Excerpt to read
== == ==

United States Court of Appeals for the District of Columbia.

Argued November 7, 1935.

Decided December 30, 1935.

Rehearing Denied January 20, 1936.

Henry I. Quinn, of Washington, D. C., for appellant.

Edwin A. Swingle, Ernest A. Swingle, Leslie C. Garnett, and Allen J. Krouse, all of Washington, D. C., for appellees.

Before MARTIN, Chief Justice, and ROBB, VAN ORSDEL, GRONER, and STEPHENS, Associate Justices.

MARTIN, Chief Justice.

This appeal is taken from a decree of the Supreme Court of the District of Columbia in a compensation case brought under the Longshoremen's and Harbor Workers' Compensation Act (44 Stat. 1424, 33 U.S.C.A. §§ 901-950 [made applicable to the District of Columbia, 45 Stat. 600, D. C.Code 1929, Tit. 19, c. 2, §§ 11, 12, 33 U.S.C.A. § 901 note]).

The claimant, John A. Proctor, was an employee of the Metropolitan Life Insurance Company, which was engaged in business in the District of Columbia. During the period of his employment Proctor sustained an injury in an automobile accident, for which he claimed compensation upon the ground that the accident occurred in the course of and arose out of his employment. The claim was contested by the insurance carrier.

The deputy compensation commissioner found against the claimant upon the ground that the injury sustained by him did not arise out of and occur in the course of his employment.

The facts as found by the deputy commissioner were that the claimant on June 8, 1933, the date of the accident, was attending to his regular duties as an insurance agent employed by the company and was so engaged continuously from 8 o'clock a. m. until the time of his injury, which occurred approximately at 10:15 p. m.; that at about 5 p. m. claimant went to the company's office to get forms and other papers and partly completed his weekly account; that subsequently he left the office to make a call, and about 6:30 p. m. he returned in order to meet Mr. Raboy, the assistant manager, by appointment, for the purpose of going with him to solicit insurance at an apartment at Seventeenth and Euclid streets; that an application for insurance was written at this place and the premium was collected for it; that Mr. Raboy then took claimant in his automobile as far as Illinois and Georgia avenues, where claimant boarded a northbound street car; that claimant then rode to the District line, where he usually took a bus for his home, but on this occasion, not desiring to use a bus to resume his journey homeward, he started to cross the street to take a taxicab, and while crossing the street he was struck by an automobile, as a result of which he suffered severe injuries, upon which his claim for compensation was founded.

== == ==

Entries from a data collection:

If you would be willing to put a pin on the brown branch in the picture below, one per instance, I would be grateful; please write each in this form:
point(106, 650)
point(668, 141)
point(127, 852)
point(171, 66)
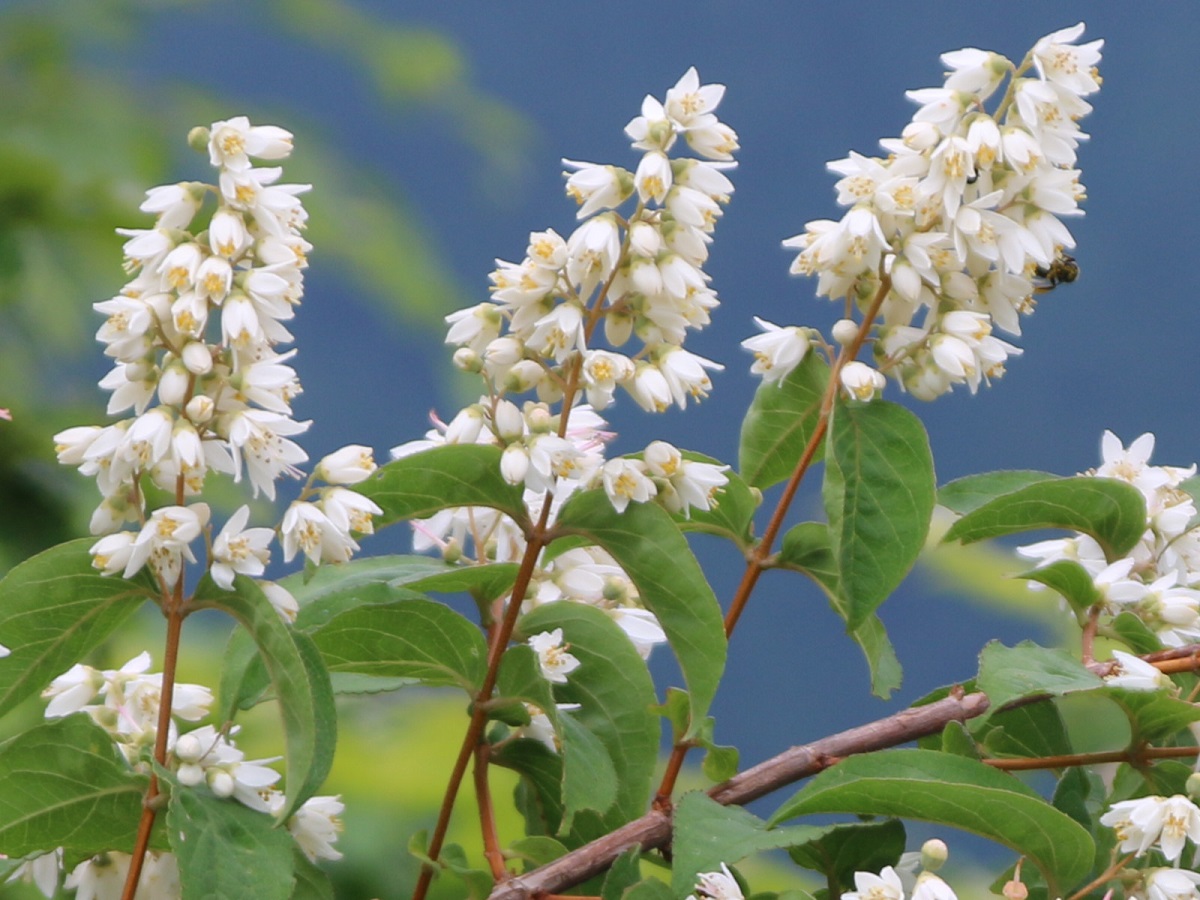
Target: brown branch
point(654, 828)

== == ==

To do
• 1. Copy word for word everything in the court opinion from "Rehearing Denied January" down to "MARTIN, Chief Justice.".
• 2. Please write out every line of the entries again, requests included, adding 43 to each coordinate in the answer points. Leave the pictures out.
The court opinion and the entries have nothing to do with each other.

Solutions for each task
• 1.
Rehearing Denied January 20, 1936.

Henry I. Quinn, of Washington, D. C., for appellant.

Edwin A. Swingle, Ernest A. Swingle, Leslie C. Garnett, and Allen J. Krouse, all of Washington, D. C., for appellees.

Before MARTIN, Chief Justice, and ROBB, VAN ORSDEL, GRONER, and STEPHENS, Associate Justices.

MARTIN, Chief Justice.

• 2.
If you would be willing to put a pin on the brown branch in the picture below, one per instance, I would be grateful; please write each in this form:
point(106, 650)
point(668, 141)
point(127, 852)
point(171, 66)
Target: brown branch
point(697, 871)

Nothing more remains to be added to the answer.